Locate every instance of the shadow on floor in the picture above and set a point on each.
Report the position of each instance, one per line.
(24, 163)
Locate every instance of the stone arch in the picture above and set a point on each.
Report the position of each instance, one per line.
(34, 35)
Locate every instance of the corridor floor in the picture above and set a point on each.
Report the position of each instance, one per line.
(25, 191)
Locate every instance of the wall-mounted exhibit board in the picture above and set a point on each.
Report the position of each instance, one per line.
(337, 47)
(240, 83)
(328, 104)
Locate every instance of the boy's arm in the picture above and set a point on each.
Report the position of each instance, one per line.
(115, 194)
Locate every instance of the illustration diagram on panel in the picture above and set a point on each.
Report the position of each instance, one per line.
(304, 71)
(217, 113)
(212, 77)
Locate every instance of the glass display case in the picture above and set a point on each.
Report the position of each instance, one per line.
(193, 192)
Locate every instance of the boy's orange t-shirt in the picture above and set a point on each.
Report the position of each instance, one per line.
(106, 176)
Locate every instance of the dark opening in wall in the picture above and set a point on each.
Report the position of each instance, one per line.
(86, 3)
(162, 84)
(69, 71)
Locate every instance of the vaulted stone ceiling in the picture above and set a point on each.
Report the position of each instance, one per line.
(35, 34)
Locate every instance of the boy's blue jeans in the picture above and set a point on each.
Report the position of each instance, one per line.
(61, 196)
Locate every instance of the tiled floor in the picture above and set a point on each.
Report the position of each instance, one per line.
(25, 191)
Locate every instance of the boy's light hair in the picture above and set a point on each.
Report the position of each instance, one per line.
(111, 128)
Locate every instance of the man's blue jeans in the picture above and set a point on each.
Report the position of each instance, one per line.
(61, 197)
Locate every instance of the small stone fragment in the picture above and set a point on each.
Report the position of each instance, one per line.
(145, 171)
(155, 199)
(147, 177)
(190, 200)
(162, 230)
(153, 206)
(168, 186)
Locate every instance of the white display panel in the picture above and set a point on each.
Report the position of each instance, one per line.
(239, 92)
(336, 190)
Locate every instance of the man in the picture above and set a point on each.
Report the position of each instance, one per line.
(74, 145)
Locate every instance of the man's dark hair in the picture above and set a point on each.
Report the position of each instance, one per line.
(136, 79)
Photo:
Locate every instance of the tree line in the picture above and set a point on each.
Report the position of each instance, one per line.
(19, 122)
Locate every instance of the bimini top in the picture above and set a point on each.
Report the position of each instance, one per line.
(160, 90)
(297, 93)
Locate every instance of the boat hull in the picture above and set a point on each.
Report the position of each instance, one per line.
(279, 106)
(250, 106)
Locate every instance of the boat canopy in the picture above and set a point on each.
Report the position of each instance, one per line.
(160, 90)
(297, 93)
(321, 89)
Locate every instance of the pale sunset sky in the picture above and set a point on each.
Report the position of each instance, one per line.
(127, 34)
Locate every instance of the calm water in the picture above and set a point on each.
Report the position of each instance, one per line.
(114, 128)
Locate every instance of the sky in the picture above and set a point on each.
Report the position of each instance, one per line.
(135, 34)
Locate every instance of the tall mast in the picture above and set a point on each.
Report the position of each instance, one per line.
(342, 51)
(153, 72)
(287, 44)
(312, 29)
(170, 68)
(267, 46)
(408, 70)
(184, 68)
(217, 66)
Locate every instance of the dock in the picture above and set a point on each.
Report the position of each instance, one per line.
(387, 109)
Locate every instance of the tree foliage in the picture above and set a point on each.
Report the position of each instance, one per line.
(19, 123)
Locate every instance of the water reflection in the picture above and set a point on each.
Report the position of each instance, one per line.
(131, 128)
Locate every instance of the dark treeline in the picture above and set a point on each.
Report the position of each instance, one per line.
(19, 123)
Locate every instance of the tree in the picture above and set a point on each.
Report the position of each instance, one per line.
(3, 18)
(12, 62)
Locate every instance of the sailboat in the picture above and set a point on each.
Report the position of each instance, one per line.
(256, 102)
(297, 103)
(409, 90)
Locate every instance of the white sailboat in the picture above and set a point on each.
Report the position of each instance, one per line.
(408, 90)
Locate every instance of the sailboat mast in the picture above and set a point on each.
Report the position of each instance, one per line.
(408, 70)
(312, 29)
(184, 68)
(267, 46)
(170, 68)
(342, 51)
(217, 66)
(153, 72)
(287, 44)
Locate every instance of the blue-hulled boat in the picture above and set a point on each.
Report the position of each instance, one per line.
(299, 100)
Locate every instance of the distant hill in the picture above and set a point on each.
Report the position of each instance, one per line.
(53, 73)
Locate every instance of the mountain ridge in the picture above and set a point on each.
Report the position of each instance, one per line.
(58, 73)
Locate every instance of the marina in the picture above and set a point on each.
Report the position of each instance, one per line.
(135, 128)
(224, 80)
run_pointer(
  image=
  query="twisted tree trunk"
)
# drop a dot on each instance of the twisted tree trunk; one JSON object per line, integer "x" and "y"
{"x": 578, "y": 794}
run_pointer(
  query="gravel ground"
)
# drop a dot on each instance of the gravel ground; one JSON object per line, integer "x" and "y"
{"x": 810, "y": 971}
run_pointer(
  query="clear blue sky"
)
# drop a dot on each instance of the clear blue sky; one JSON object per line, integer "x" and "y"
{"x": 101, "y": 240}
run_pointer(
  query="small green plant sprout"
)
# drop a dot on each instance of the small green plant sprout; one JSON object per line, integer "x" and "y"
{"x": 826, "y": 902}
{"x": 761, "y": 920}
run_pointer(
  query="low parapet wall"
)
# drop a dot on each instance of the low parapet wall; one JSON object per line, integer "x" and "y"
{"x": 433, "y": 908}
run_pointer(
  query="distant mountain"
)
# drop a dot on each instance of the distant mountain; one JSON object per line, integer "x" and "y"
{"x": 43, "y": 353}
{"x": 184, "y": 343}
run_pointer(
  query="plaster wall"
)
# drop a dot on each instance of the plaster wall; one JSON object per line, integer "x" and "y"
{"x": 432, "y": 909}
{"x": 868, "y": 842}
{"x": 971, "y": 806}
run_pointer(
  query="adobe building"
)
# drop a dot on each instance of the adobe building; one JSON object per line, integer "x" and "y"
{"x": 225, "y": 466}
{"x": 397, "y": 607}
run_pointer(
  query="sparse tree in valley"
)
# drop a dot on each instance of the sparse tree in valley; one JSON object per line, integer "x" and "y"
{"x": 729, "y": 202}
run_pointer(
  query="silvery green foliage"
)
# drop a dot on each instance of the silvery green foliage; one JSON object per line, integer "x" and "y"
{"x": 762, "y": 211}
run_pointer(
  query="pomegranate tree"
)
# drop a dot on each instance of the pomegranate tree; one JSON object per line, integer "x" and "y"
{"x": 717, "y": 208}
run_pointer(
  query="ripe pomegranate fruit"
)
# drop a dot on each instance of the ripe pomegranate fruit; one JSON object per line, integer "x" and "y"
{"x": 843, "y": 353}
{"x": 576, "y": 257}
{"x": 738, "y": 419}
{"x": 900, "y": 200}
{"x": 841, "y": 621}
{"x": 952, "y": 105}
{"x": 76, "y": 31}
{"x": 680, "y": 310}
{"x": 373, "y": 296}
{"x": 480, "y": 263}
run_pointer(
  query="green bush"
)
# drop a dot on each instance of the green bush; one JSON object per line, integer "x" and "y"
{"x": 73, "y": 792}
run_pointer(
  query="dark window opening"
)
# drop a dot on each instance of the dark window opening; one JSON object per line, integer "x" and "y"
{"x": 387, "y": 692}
-*-
→ **Your task**: Copy out every line of the listing where the word "water" occurs.

→ **The completed task**:
Locate every instance of the calm water in the picture above and set a point on each.
Locate every instance of the water reflection in the picture above and set a point on each.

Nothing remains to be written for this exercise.